» Brief: Once you have read the data below, set it all down again exactly.

» The data:

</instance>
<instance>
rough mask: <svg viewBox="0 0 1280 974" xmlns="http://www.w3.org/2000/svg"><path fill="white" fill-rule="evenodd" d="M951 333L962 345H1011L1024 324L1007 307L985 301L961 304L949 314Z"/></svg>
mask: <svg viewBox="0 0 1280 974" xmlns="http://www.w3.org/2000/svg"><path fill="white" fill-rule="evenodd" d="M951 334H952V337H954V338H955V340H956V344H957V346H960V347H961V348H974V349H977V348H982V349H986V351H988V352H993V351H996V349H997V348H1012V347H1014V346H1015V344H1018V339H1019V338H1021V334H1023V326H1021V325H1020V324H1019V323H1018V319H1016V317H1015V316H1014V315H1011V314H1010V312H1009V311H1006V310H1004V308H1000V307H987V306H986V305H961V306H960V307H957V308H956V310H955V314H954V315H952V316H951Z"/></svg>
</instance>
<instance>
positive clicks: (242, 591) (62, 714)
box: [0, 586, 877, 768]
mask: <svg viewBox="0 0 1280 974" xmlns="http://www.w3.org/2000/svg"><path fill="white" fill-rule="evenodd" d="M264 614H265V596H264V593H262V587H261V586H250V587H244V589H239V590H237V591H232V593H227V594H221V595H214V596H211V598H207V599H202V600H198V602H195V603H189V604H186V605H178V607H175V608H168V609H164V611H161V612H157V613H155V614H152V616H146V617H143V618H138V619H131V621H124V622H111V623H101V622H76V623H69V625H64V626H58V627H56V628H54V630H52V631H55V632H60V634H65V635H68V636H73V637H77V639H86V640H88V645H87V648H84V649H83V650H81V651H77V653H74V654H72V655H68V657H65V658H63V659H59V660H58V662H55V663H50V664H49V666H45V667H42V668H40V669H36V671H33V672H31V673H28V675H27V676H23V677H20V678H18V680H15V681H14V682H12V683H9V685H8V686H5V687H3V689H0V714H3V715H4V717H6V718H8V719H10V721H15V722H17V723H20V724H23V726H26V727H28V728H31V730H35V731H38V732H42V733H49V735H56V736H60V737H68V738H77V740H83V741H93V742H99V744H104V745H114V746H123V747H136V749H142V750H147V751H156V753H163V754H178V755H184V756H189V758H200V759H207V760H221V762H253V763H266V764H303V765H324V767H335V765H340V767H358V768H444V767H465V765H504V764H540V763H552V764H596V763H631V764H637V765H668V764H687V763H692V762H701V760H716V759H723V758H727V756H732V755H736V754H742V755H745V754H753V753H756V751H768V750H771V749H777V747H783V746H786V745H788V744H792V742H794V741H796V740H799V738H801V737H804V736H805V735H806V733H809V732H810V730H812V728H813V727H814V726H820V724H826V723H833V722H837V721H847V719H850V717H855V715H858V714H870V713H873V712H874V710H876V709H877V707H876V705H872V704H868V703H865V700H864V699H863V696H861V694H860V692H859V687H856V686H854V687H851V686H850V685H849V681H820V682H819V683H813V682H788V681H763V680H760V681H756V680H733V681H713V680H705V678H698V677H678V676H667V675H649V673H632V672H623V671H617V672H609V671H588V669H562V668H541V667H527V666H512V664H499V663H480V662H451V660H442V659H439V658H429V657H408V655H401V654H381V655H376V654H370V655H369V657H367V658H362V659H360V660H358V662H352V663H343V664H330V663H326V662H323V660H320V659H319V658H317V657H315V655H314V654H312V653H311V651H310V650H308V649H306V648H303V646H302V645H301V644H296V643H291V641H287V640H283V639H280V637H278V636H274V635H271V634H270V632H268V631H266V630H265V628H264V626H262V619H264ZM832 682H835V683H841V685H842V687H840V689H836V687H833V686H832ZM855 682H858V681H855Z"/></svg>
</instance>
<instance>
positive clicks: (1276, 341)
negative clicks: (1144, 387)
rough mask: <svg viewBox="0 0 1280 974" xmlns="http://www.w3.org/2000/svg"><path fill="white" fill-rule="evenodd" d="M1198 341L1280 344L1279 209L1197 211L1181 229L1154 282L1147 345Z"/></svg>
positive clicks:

» Expected output:
</instance>
<instance>
rough mask: <svg viewBox="0 0 1280 974" xmlns="http://www.w3.org/2000/svg"><path fill="white" fill-rule="evenodd" d="M951 333L962 345H1011L1024 324L1007 307L985 301L961 304L949 314Z"/></svg>
mask: <svg viewBox="0 0 1280 974" xmlns="http://www.w3.org/2000/svg"><path fill="white" fill-rule="evenodd" d="M951 334H952V337H954V338H955V340H956V344H957V346H960V347H961V348H974V349H977V348H982V349H986V351H988V352H993V351H996V349H997V348H1012V347H1014V346H1015V344H1018V339H1019V338H1021V334H1023V326H1021V325H1020V324H1019V323H1018V319H1016V317H1015V316H1014V315H1011V314H1010V312H1009V311H1006V310H1004V308H1000V307H987V306H986V305H961V306H960V307H957V308H956V310H955V314H954V315H952V316H951Z"/></svg>
</instance>
<instance>
positive clicks: (242, 591) (62, 714)
box: [0, 586, 877, 768]
mask: <svg viewBox="0 0 1280 974" xmlns="http://www.w3.org/2000/svg"><path fill="white" fill-rule="evenodd" d="M264 614H265V596H264V593H262V587H261V586H250V587H244V589H239V590H237V591H232V593H227V594H221V595H214V596H211V598H207V599H202V600H198V602H195V603H189V604H186V605H178V607H175V608H168V609H164V611H161V612H157V613H155V614H152V616H146V617H143V618H138V619H131V621H124V622H111V623H101V622H76V623H69V625H64V626H58V627H56V628H54V630H52V631H55V632H60V634H65V635H68V636H73V637H77V639H86V640H88V645H87V648H84V649H83V650H81V651H77V653H74V654H72V655H68V657H65V658H63V659H59V660H58V662H55V663H50V664H49V666H45V667H42V668H40V669H36V671H33V672H31V673H28V675H27V676H23V677H20V678H18V680H15V681H14V682H12V683H9V685H8V686H5V687H3V689H0V714H3V715H4V717H6V718H8V719H10V721H15V722H17V723H20V724H23V726H26V727H28V728H31V730H35V731H38V732H42V733H49V735H56V736H60V737H68V738H77V740H83V741H93V742H99V744H104V745H114V746H123V747H136V749H142V750H147V751H156V753H163V754H178V755H184V756H189V758H200V759H207V760H221V762H253V763H266V764H303V765H324V767H335V765H340V767H358V768H444V767H465V765H504V764H540V763H552V764H596V763H631V764H637V765H668V764H687V763H692V762H701V760H716V759H723V758H727V756H732V755H736V754H742V755H745V754H753V753H756V751H768V750H771V749H777V747H783V746H786V745H788V744H792V742H794V741H796V740H799V738H801V737H804V736H805V735H806V733H809V732H810V730H812V728H813V727H814V726H820V724H826V723H833V722H837V721H847V719H850V717H855V715H858V714H870V713H873V712H874V710H876V709H877V707H876V705H872V704H868V703H865V700H864V699H863V696H861V694H860V692H859V687H856V686H854V687H851V686H850V685H849V681H820V682H819V683H813V682H788V681H763V680H760V681H756V680H733V681H713V680H705V678H698V677H678V676H667V675H649V673H632V672H623V671H617V672H609V671H588V669H562V668H541V667H527V666H512V664H499V663H480V662H451V660H442V659H439V658H429V657H408V655H401V654H381V655H376V654H370V655H369V657H367V658H362V659H360V660H358V662H352V663H343V664H330V663H326V662H323V660H320V659H319V658H317V657H315V655H314V654H312V653H311V651H310V650H308V649H306V648H303V646H302V645H301V644H296V643H291V641H287V640H283V639H280V637H278V636H274V635H271V634H270V632H268V631H266V630H265V628H264V626H262V619H264ZM832 682H835V683H841V685H842V687H840V689H836V687H833V686H832ZM855 682H858V681H855Z"/></svg>
</instance>
<instance>
positive clicks: (1276, 341)
negative clicks: (1144, 387)
rough mask: <svg viewBox="0 0 1280 974" xmlns="http://www.w3.org/2000/svg"><path fill="white" fill-rule="evenodd" d="M1198 341L1280 344L1279 209L1197 211L1181 229L1154 282L1147 345Z"/></svg>
positive clicks:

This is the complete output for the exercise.